Um primeiro gargalo é financeiro: o aluguel
de espaço nos data centers destas empresas é pago em dólares e gera déficit
expressivo na balança comercial. Outro, ainda mais grave, é a perda de
soberania e capacitação. O Brasil teve, até há poucos anos, uma comunidade
vibrante de desenvolvedores de tecnologia de informação e comunicação. Por
falta de políticas para o setor, as empresas nacionais — públicas ou privadas —
perderam pujança. A grande maioria dos profissionais brasileiros que se mantêm
ativos (formados em excelentes universidades públicas no país) foram levados a
trabalhar em transnacionais ou em empresas que delas dependem.
* * *
Baseada hoje em parcerias com as big techs
norte-americanas e a Casa Branca, a proposta do governo brasileiro para superar
o atraso do país em dados e data centers já teve outras configurações. Sua
e(in)volução foi relatada a Outras Palavras por pessoas que se envolveram
diretamente no processo, mas preferem, por razões óbvias, permanecer no
anonimato.

— ENUNCIADO 1 —
Transcreva, sem mudar nada, tudo desde "Um primeiro gargalo" até "que delas dependem." no texto sobre os data centers.

— MATERIAL FORNECIDO —
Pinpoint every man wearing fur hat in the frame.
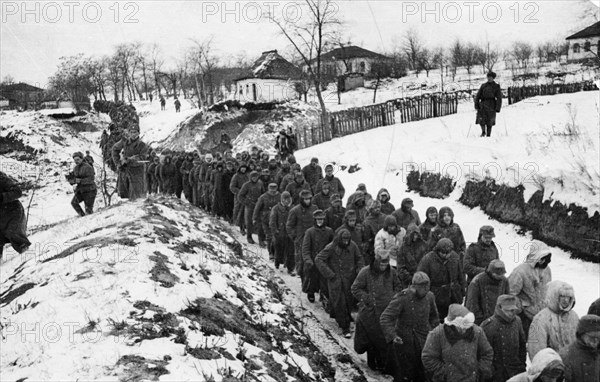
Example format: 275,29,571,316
480,294,527,382
559,314,600,382
463,225,499,284
111,126,149,200
302,210,333,302
67,152,97,216
475,71,502,137
421,304,494,382
351,246,400,371
379,272,440,382
465,260,509,325
417,238,468,321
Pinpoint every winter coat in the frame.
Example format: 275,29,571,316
527,280,579,358
350,260,400,354
396,224,429,288
71,162,96,193
229,170,250,195
379,288,440,349
315,230,365,329
480,302,527,382
315,176,346,199
325,207,346,231
559,339,600,382
392,199,421,229
269,203,291,238
312,192,331,211
285,181,312,205
0,171,31,254
421,324,494,382
508,246,552,319
237,180,263,212
417,251,465,314
475,82,502,126
463,236,499,283
507,349,564,382
285,203,317,241
377,188,396,215
302,164,323,191
375,228,406,265
429,207,466,258
465,271,509,325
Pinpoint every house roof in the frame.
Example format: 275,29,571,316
0,82,44,92
236,50,302,81
566,21,600,40
313,45,389,61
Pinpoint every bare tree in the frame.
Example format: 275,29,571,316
267,0,342,115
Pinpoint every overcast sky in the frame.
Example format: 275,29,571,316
0,0,600,87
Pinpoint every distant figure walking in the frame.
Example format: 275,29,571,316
475,71,502,137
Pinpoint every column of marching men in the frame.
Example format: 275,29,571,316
137,147,600,382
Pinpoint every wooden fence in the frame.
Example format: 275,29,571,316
296,92,458,149
508,81,598,105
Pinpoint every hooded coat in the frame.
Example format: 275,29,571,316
417,241,465,317
350,259,400,363
508,241,552,319
482,302,527,382
421,324,494,382
429,207,467,265
0,171,31,256
463,235,499,284
465,268,510,325
396,224,428,288
392,198,421,229
315,229,365,330
527,280,579,357
377,188,396,215
507,348,563,382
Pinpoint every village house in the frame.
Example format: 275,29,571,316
234,50,302,102
0,82,44,109
566,21,600,62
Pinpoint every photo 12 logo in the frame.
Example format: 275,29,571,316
1,1,140,24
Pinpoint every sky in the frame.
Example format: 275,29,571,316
0,0,600,88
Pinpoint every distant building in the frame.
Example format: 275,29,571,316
566,21,600,62
0,82,44,109
233,50,302,102
303,45,393,77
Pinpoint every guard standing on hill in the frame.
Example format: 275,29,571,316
0,171,31,259
475,71,502,137
66,152,97,216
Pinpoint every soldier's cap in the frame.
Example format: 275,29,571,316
487,259,506,276
496,294,521,309
329,193,342,203
479,225,496,237
313,210,325,219
412,272,431,285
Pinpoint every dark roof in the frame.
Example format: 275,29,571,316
0,82,44,92
566,21,600,40
237,50,302,81
313,45,389,61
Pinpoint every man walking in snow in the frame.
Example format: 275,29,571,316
0,171,31,259
67,152,97,216
475,71,502,137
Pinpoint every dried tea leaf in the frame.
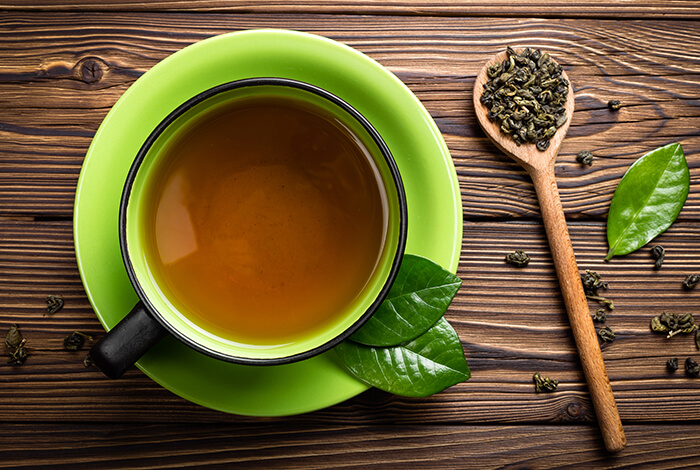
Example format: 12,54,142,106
608,100,622,111
479,47,571,151
593,308,607,323
5,323,22,349
651,245,666,269
7,339,27,366
46,295,63,315
532,372,559,393
649,312,698,338
666,357,678,372
576,150,593,166
683,274,700,290
63,331,92,351
506,250,530,268
581,269,615,310
598,326,615,343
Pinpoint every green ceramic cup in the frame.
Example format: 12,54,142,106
91,78,407,378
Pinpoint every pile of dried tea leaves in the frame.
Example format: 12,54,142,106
480,47,569,151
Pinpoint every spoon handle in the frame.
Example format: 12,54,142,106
529,165,627,452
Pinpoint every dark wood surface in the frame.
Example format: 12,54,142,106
0,0,700,469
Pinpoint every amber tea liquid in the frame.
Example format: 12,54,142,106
146,93,387,345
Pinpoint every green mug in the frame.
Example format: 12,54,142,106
91,77,407,378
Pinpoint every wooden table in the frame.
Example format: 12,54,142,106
0,0,700,469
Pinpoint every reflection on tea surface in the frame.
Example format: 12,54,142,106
147,97,387,345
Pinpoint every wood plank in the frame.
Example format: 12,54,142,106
0,417,700,470
0,12,700,219
0,219,700,424
0,0,698,19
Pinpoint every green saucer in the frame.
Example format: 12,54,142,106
74,30,462,416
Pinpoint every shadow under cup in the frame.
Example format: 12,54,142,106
91,78,407,378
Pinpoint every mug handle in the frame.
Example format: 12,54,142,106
90,301,168,379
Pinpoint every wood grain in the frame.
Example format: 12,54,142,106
0,0,699,19
474,50,627,452
0,12,700,220
0,424,700,470
0,219,700,425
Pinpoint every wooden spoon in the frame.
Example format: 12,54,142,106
474,52,627,452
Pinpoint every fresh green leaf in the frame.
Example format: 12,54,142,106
335,318,471,397
605,144,690,260
351,255,462,346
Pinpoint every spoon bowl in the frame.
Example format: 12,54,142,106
474,51,574,172
474,51,627,452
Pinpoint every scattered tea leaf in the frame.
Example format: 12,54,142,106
593,308,607,323
576,150,593,166
46,295,63,315
351,254,462,346
666,357,678,372
506,250,530,268
651,245,666,269
5,323,22,349
335,318,471,397
649,312,697,338
63,331,92,351
685,357,700,377
608,100,622,111
598,326,615,343
581,269,615,310
532,372,559,393
605,144,690,260
683,274,700,290
7,338,28,366
83,353,95,367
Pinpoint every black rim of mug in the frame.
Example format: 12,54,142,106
119,77,408,365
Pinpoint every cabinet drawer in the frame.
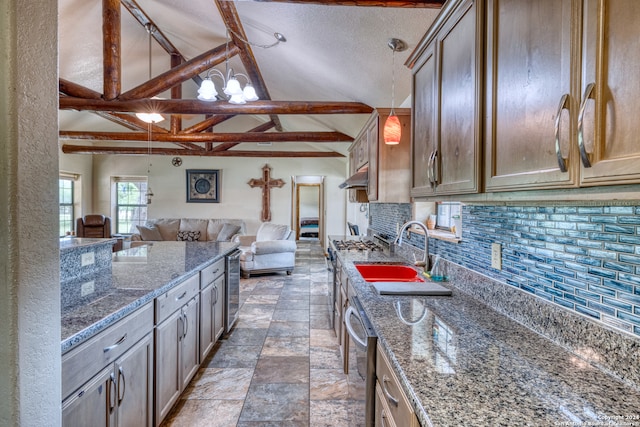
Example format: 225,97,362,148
62,303,153,399
376,345,418,426
155,274,200,325
200,258,229,289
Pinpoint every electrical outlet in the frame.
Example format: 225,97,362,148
81,252,96,267
491,243,502,270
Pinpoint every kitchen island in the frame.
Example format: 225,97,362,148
61,239,238,354
334,237,640,426
61,239,239,427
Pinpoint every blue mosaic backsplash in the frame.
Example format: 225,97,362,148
369,203,640,336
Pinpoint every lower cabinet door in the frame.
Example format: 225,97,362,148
115,334,153,427
181,296,200,390
213,276,225,341
375,381,396,427
155,311,184,425
62,365,117,427
200,285,216,362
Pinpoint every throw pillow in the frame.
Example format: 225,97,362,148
176,230,200,242
136,225,162,241
216,223,240,242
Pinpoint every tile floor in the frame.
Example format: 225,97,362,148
163,241,364,427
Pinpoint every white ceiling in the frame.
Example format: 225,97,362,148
59,0,439,154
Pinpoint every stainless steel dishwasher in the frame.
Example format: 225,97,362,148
224,250,241,334
344,296,378,427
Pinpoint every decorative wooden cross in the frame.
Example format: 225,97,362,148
249,165,284,222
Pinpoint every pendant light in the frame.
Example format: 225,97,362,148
136,24,164,123
382,39,407,145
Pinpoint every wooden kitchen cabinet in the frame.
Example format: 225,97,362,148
200,271,225,362
62,304,153,427
485,0,577,191
485,0,640,191
576,0,640,186
408,0,483,197
375,343,420,427
155,274,200,426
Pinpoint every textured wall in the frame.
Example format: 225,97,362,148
370,203,640,336
0,0,61,427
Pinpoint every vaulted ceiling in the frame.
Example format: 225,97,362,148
59,0,444,157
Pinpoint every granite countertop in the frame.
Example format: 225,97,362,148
61,239,238,354
336,237,640,426
60,237,117,251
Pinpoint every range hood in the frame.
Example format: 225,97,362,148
338,169,369,189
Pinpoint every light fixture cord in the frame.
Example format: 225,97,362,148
389,48,396,116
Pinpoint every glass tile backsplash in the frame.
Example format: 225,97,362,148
369,203,640,336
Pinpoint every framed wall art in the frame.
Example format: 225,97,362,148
187,169,220,203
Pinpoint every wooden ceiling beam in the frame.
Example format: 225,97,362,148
120,0,202,86
59,96,373,115
207,120,276,151
118,43,240,101
62,144,344,158
59,131,353,143
102,0,122,100
58,79,167,133
248,0,446,5
182,115,235,133
215,0,282,131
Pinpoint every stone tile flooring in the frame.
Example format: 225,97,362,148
163,241,364,427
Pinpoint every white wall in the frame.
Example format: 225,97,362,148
58,151,93,218
87,155,347,234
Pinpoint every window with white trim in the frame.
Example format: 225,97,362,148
113,178,147,234
58,175,76,237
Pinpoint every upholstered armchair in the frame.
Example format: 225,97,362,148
76,214,122,252
236,222,296,279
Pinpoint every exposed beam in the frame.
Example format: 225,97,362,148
206,120,276,151
118,44,239,101
102,0,122,100
58,79,102,99
60,131,353,143
248,0,446,5
215,0,282,131
171,55,182,133
62,144,344,158
120,0,202,86
182,115,234,133
58,79,167,133
59,96,373,115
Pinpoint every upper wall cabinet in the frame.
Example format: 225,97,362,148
577,0,640,186
485,0,577,191
485,0,640,191
407,0,483,197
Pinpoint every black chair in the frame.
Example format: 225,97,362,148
347,222,360,236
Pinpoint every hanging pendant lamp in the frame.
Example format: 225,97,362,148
382,39,407,145
136,24,164,123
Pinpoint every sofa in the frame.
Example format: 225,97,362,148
131,218,246,242
235,222,297,279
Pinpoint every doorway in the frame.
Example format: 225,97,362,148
291,175,324,247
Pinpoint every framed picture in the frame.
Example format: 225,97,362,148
187,169,220,203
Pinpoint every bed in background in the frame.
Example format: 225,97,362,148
300,217,318,239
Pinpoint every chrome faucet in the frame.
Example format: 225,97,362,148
395,220,429,271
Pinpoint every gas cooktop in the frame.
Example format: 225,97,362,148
333,240,383,251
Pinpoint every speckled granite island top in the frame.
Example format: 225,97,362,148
336,237,640,427
61,242,238,353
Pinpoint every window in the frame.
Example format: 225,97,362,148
436,202,462,230
58,176,75,237
114,178,147,234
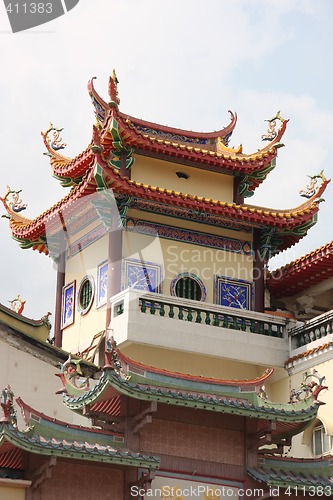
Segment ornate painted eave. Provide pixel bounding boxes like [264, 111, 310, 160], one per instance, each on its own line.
[42, 74, 288, 192]
[267, 241, 333, 298]
[1, 155, 330, 254]
[0, 403, 159, 469]
[63, 350, 320, 426]
[247, 456, 333, 490]
[16, 398, 124, 448]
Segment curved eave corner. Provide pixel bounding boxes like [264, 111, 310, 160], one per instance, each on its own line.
[59, 351, 318, 423]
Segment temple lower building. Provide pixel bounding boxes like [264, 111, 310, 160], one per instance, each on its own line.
[0, 73, 333, 500]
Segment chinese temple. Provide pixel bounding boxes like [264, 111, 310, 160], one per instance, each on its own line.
[0, 73, 333, 500]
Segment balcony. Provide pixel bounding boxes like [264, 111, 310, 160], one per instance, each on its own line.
[110, 289, 288, 367]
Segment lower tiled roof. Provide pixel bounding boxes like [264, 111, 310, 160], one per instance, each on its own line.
[247, 456, 333, 490]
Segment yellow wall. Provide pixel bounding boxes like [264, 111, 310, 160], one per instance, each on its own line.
[62, 228, 108, 353]
[131, 155, 233, 203]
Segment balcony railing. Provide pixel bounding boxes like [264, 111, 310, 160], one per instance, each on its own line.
[115, 293, 286, 338]
[289, 311, 333, 349]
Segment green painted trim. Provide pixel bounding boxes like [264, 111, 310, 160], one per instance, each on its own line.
[64, 368, 318, 423]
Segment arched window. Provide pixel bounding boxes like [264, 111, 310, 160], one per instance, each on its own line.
[171, 273, 206, 302]
[311, 422, 332, 457]
[77, 276, 95, 316]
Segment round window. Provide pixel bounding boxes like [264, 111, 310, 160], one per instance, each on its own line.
[77, 276, 95, 315]
[171, 273, 206, 301]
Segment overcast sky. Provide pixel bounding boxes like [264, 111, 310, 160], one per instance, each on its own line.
[0, 0, 333, 321]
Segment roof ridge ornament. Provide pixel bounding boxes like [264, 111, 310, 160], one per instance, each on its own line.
[8, 294, 26, 314]
[108, 69, 120, 109]
[289, 368, 328, 405]
[41, 122, 67, 158]
[0, 385, 17, 429]
[299, 170, 327, 199]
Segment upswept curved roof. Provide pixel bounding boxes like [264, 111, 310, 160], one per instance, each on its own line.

— ENUNCIADO 2 —
Reproduza sem nenhuma alteração as linhas das entradas, desde a que contém "Pinpoint every overcast sky in the frame." até a que contém "137,147,600,382", incluindo as duas.

— RESPOSTA 1 —
Um primeiro gargalo é financeiro: o aluguel
de espaço nos data centers destas empresas é pago em dólares e gera déficit
expressivo na balança comercial. Outro, ainda mais grave, é a perda de
soberania e capacitação. O Brasil teve, até há poucos anos, uma comunidade
vibrante de desenvolvedores de tecnologia de informação e comunicação. Por
falta de políticas para o setor, as empresas nacionais — públicas ou privadas —
perderam pujança. A grande maioria dos profissionais brasileiros que se mantêm
ativos (formados em excelentes universidades públicas no país) foram levados a
trabalhar em transnacionais ou em empresas que delas dependem.

— RESPOSTA 2 —
Pinpoint every overcast sky in the frame.
Example format: 275,29,571,316
0,0,600,87
Pinpoint every distant figure walking in the frame.
Example format: 275,29,571,316
475,71,502,137
Pinpoint every column of marching men in the frame.
Example format: 275,29,571,316
137,147,600,382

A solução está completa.